Instructions for the task:
Would you output all the entries below without altering a word?

Data to process:
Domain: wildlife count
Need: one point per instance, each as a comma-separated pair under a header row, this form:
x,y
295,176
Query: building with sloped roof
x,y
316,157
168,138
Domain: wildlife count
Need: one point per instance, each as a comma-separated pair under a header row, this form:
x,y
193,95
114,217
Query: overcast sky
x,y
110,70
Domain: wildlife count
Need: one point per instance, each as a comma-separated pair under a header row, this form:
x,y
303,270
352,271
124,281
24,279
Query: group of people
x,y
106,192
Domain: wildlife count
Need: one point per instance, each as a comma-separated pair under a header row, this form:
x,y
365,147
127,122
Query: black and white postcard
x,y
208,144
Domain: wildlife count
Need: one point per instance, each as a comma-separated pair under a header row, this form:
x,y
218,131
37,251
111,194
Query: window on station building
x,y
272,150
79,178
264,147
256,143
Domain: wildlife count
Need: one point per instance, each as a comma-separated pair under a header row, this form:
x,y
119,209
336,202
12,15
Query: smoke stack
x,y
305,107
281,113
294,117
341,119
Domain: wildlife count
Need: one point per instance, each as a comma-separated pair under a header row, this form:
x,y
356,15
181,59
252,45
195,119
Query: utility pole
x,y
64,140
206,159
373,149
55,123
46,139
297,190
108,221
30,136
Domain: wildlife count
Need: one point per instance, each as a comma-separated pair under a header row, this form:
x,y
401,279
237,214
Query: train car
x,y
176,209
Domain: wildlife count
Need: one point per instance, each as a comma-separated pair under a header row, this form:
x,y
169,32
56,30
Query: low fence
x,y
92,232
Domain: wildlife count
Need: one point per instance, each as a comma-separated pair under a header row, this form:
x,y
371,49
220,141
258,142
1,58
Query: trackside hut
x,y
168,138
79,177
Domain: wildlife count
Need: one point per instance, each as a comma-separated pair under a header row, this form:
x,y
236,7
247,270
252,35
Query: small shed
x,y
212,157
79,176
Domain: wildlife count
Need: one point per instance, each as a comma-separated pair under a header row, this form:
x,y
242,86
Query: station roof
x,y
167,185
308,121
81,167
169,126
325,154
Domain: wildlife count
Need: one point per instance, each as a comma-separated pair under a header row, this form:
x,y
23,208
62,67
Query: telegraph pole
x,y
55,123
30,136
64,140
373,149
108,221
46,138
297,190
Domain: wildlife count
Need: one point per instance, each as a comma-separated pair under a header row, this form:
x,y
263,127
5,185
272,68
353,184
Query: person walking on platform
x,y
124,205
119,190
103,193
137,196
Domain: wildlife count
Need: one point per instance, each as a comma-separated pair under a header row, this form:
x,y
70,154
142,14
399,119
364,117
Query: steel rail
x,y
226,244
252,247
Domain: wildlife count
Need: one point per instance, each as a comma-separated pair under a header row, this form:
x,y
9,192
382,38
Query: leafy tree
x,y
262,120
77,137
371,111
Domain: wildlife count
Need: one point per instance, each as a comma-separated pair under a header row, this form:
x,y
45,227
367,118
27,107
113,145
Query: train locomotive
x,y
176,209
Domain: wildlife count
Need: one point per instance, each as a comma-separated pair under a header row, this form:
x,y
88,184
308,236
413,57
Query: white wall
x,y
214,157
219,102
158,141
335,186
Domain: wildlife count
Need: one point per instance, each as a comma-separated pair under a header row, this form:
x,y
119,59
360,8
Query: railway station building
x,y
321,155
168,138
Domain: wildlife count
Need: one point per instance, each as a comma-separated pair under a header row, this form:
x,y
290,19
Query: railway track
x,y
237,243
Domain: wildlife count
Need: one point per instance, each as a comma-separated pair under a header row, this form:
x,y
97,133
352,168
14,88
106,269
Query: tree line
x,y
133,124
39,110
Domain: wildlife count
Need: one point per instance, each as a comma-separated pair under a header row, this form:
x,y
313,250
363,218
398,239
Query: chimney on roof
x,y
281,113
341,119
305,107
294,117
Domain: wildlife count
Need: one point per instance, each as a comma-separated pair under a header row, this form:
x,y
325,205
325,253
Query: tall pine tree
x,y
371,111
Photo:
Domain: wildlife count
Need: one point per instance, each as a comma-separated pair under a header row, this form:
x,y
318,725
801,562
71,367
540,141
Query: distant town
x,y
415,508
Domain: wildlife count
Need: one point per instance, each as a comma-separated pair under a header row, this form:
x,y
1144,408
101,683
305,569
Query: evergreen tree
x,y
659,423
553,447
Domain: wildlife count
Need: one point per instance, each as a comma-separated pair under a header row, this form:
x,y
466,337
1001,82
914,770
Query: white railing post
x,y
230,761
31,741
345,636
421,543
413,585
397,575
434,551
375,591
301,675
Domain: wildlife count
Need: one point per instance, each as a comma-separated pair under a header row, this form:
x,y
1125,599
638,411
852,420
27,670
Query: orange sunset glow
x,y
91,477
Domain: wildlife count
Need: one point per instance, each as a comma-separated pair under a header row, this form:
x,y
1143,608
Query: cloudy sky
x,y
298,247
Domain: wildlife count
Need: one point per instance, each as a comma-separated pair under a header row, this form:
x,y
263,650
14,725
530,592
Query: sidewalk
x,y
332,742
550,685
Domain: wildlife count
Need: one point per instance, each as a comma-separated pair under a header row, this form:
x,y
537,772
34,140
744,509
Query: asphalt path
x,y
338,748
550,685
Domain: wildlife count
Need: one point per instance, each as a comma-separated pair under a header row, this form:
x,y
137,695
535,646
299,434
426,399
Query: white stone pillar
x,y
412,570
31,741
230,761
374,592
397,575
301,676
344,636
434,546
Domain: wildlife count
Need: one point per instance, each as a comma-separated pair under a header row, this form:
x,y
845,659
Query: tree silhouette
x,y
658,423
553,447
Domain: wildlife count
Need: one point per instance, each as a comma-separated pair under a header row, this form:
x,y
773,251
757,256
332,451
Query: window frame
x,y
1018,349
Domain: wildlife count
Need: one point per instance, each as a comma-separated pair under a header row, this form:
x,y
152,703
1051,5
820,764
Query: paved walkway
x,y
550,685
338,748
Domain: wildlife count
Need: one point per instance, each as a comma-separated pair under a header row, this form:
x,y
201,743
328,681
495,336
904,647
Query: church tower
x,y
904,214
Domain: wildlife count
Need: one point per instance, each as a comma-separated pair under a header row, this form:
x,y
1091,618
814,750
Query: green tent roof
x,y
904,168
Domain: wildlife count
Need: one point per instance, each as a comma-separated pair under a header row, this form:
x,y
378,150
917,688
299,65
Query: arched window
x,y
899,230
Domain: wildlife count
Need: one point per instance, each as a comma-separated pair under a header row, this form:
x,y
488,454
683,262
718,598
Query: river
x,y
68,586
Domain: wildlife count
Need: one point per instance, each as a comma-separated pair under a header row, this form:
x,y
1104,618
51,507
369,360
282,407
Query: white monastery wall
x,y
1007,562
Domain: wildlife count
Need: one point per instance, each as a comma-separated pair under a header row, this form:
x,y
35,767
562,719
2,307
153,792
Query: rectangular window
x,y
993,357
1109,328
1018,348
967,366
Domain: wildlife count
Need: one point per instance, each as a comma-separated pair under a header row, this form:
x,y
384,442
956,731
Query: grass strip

Answer area:
Domain: wildlife count
Need: one point per instance, each as a comma-separated pair under a header row, this form:
x,y
295,176
Query: building with sloped roof
x,y
316,157
168,138
Domain: wildlife count
Need: one point per instance, each as a comma-separated pair under a header row, this form:
x,y
193,95
114,217
Query: overcast sky
x,y
110,70
Domain: wildlife count
Need: one point per instance, each as a comma-separated pair under a header row, this form:
x,y
303,270
352,271
124,281
24,279
Query: group of people
x,y
106,192
Domain: wildlife count
Need: one point per instance, each as a comma-separated pair under a header row, this form:
x,y
365,147
127,122
Query: black and white postcard
x,y
208,144
Domain: wildlife count
Need: one point per instance, each as a comma-separated pair under a header row, this form:
x,y
218,131
37,251
111,194
Query: window on station building
x,y
272,150
79,178
264,147
256,143
Domain: wildlife count
Need: one point per instance, each as a comma-separated pair under a header row, this form:
x,y
119,209
336,202
12,15
Query: smoke stack
x,y
305,107
281,113
294,117
341,119
Domain: wildlife count
Need: one point per instance, each as a comma-separated pair under a header row, this form:
x,y
356,15
181,59
252,45
195,119
Query: utility pole
x,y
64,140
206,159
373,149
55,123
46,139
297,190
108,221
30,136
Domain: wildlife count
Need: one point per instance, each as a comma-separated pair under a header row, this form:
x,y
401,279
237,214
Query: train car
x,y
176,209
Domain: wildlife count
Need: one point per instance, each as a comma-separated pair under a header row, this form:
x,y
169,32
56,30
Query: low fence
x,y
92,232
Domain: wildlife count
Need: one point per instance, each as a comma-separated pair under a header row, this form:
x,y
371,49
220,141
258,142
1,58
Query: trackside hut
x,y
168,138
79,177
Domain: wildlife count
Need: one point per instance, each as a comma-separated pair under a header row, this form:
x,y
236,7
247,270
252,35
Query: small shed
x,y
212,157
79,176
Domain: wildlife count
Need: one point per instance, each as a comma-separated pair under a header row, this form:
x,y
242,86
Query: station roof
x,y
167,185
308,121
81,167
169,126
325,154
Domain: wildlife count
Need: one point per instance, each as a comma-separated pair under a header row, this form:
x,y
23,208
62,67
Query: telegraph pole
x,y
55,123
30,136
64,140
373,149
108,221
46,138
297,190
Domain: wildlife count
Need: one point per instance, each as a comma-separated pair under a header row, this form:
x,y
263,127
5,185
272,68
353,184
Query: person walking on platform
x,y
124,205
119,190
103,193
137,196
Domain: wildlife count
Need: one point per instance, each as a comma-separated pair under a header row, this form:
x,y
70,154
142,14
399,119
364,117
Query: steel rail
x,y
226,244
252,247
Domain: wildlife count
Need: one point per instance, each as a comma-separated pair under a header row, this form:
x,y
9,192
382,38
Query: leafy tree
x,y
262,120
77,137
371,111
Domain: wildlife count
Need: one point per instance, each as a comma-separated pair under a header row, this form:
x,y
45,227
367,118
27,107
113,145
Query: train locomotive
x,y
176,209
Domain: wildlife count
Need: one point per instance, each as a comma-separated pair under a header row, this form:
x,y
88,184
308,236
413,57
Query: white wall
x,y
214,157
219,102
158,141
335,186
Domain: wildlife count
Need: one point per instance, each as a comma-separated pair under a header row, this form:
x,y
119,59
360,8
Query: railway station building
x,y
321,155
168,138
Domain: wildlife count
Need: one point per instance, each as a comma-separated pair under a header row, this form:
x,y
290,19
Query: railway track
x,y
237,243
Domain: wildlife count
Need: one point per instance, each as a comma-separated pair under a header row, this form:
x,y
97,133
352,168
14,88
106,269
Query: tree line
x,y
133,124
39,110
Domain: wildlife count
Need: one point per instance, each as a comma-separated pair under a header row, this form:
x,y
313,250
363,218
398,239
Query: chimney on roof
x,y
281,113
341,119
305,107
294,117
Domain: wildlife count
Need: one point per instance, each as a comma-separated pair under a header row, this form:
x,y
325,205
325,253
Query: tall pine tree
x,y
371,111
Photo:
Domain: wildlife count
Need: one point per instance, each as a comma-separated pair under a header row, this form:
x,y
318,725
801,562
71,367
540,141
Query: distant town
x,y
415,508
Domain: wildlife count
Need: one point per instance, each as a comma-separated pair under a header row, this form:
x,y
1144,408
101,683
305,569
Query: evergreen tree
x,y
659,423
553,447
Domain: wildlife count
Need: one point per instance, each as a comma-separated pair under a header row, this form:
x,y
466,337
1001,82
914,770
Query: white railing post
x,y
230,761
31,741
345,636
421,543
413,585
397,575
434,551
375,591
301,675
Domain: wildlife count
Need: one point per instance, each as a comma-separated pair under a header row, this form:
x,y
1125,599
638,411
852,420
27,670
Query: orange sunset glow
x,y
91,477
Domain: wildlife count
Need: one point per instance, each as a comma-separated pair under a header row, this form:
x,y
1143,608
Query: cloudy sky
x,y
298,247
Domain: wildlife count
Need: one point per instance, each as a comma-separated pair under a header row, this form:
x,y
263,650
14,725
530,592
Query: sidewalk
x,y
332,742
550,685
Domain: wildlife count
Need: one point per instance, each as a comma-separated pair under a header row, this form:
x,y
537,772
34,140
744,509
Query: asphalt path
x,y
338,748
550,685
Domain: wildlife count
Need: one point per instance, each as a comma-separated pair under a header row, this form:
x,y
137,695
535,646
299,434
426,399
Query: white stone pillar
x,y
412,570
31,741
230,761
374,592
397,575
301,676
344,636
434,546
Domain: wildlife count
Need: one point per instance, each as a comma-separated pair under a header row, this form:
x,y
845,659
Query: tree silhouette
x,y
658,423
553,447
Domain: wildlife count
Need: one point per instance, each as a comma-separated pair under a header row, this form:
x,y
773,251
757,256
332,451
Query: window frame
x,y
1018,349
Domain: wildlife count
Need: one point per instance, each as a comma-separated pair under a header row, this form:
x,y
152,703
1051,5
820,764
Query: paved walkway
x,y
550,685
338,748
Domain: wildlife count
Need: one point per instance, each as a comma-separated pair under a header row, this form:
x,y
201,743
328,681
495,336
904,647
Query: church tower
x,y
904,214
Domain: wildlife count
Need: one point per instance, each as a comma-separated pair under a header row, this form:
x,y
1091,618
814,750
Query: green tent roof
x,y
904,168
Domain: wildlife count
Need: one point per instance, each as a comma-separated pair under a header row, this form:
x,y
378,150
917,688
299,65
Query: arched window
x,y
899,230
Domain: wildlife count
Need: one point per instance, each as a comma-separated pair under a header row, this form:
x,y
488,454
683,262
718,598
Query: river
x,y
68,586
Domain: wildlife count
Need: one point per instance, each as a comma-separated pair under a header row, this form:
x,y
1104,618
51,507
369,360
282,407
Query: white monastery wall
x,y
1007,562
Domain: wildlife count
Need: one point per instance, each as a comma-separated pair under a header row, this form:
x,y
35,767
562,719
2,307
153,792
Query: rectangular window
x,y
993,357
1109,328
1018,348
967,366
Domain: wildlife count
Need: one point per instance, each as a comma-separated pair under a header row, this form:
x,y
384,442
956,731
Query: grass strip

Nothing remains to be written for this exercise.